— The exercise —
Format every line of the records below as a JSON list of strings, one string per line, with blank lines left out.

[START OF Recorded information]

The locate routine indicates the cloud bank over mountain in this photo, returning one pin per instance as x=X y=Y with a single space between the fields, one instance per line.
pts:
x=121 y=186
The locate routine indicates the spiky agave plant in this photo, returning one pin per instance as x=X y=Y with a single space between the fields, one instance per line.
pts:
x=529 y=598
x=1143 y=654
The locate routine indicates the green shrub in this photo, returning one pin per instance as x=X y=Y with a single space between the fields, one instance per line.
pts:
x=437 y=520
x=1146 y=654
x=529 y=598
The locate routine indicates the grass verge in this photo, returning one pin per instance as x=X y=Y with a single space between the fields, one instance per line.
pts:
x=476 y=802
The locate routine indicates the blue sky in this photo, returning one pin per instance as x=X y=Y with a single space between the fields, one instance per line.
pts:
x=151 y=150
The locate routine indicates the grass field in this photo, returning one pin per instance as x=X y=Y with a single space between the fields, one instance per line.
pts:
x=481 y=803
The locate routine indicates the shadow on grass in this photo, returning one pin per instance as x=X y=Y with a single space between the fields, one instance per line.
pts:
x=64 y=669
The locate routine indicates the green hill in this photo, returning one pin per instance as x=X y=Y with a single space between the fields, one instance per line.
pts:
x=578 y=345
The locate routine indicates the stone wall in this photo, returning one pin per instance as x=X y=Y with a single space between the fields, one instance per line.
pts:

[END OF Recorded information]

— Response to the task —
[
  "The locate routine indicates the cloud bank over mountain in this photo, returning one pin per instance as x=X y=Y with a single space between the fields, one instance per line.",
  "pts:",
  "x=121 y=186",
  "The locate routine indicates the spiky agave plant in this photo, returning one pin per instance as x=X y=Y with a single space between the fields, one instance per line.",
  "pts:",
  "x=529 y=598",
  "x=1143 y=654",
  "The locate routine indicates the green shrub in this photo, returning one pin per instance as x=X y=Y with a single space between the fields, one instance per line.",
  "pts:",
  "x=437 y=520",
  "x=1146 y=654",
  "x=529 y=598",
  "The locate routine indicates the grass verge in this photo, returning one pin per instance as x=X y=Y with a single space between the fields, one instance per line.",
  "pts:",
  "x=476 y=802",
  "The locate routine indicates the blue sky in this photo, returning one pin per instance as x=X y=Y with a single space between the fields, one instance per line.",
  "pts:",
  "x=151 y=150",
  "The locate routine indicates the grass field in this photo, returning one pin per instance as x=X y=Y with a single space between the fields, one instance per line.",
  "pts:",
  "x=481 y=803",
  "The locate routine indicates the shadow on grass in this photo, returning one pin per instance as x=X y=Y with a single space between the fields, one instance per line.",
  "pts:",
  "x=64 y=669",
  "The locate routine indicates the green hill in this photo, returning one pin per instance as x=X y=Y with a single space between the fields, one instance per line.",
  "pts:",
  "x=578 y=345",
  "The locate routine indicates the stone wall in this photo, returning one pin per instance as x=X y=Y with a single space between the fields, one instance per line.",
  "pts:"
]